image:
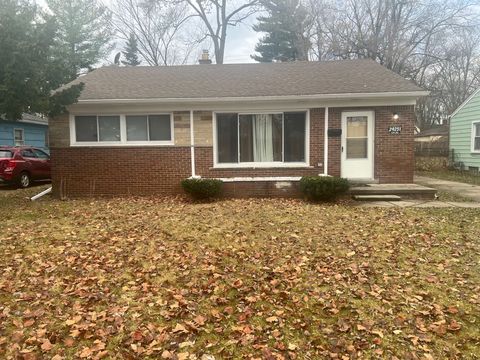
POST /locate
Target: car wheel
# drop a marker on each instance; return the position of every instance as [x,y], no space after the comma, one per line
[24,180]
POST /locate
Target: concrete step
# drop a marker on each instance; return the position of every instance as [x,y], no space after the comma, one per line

◇ ◇ ◇ ◇

EXERCISE OBJECTIVE: Rewrite every item above with "marker" swapped for "pin" and nothing else altered, leaving the pictures out.

TASK RESULT:
image:
POST /locate
Target: car wheel
# drop a pin on each instance; return the position of every instance as [x,y], no space after the comma, one per line
[24,180]
POST /locate
Target: concrete step
# drop a pin on each instance; return the position of every instance as [x,y], no space after the comma, one per line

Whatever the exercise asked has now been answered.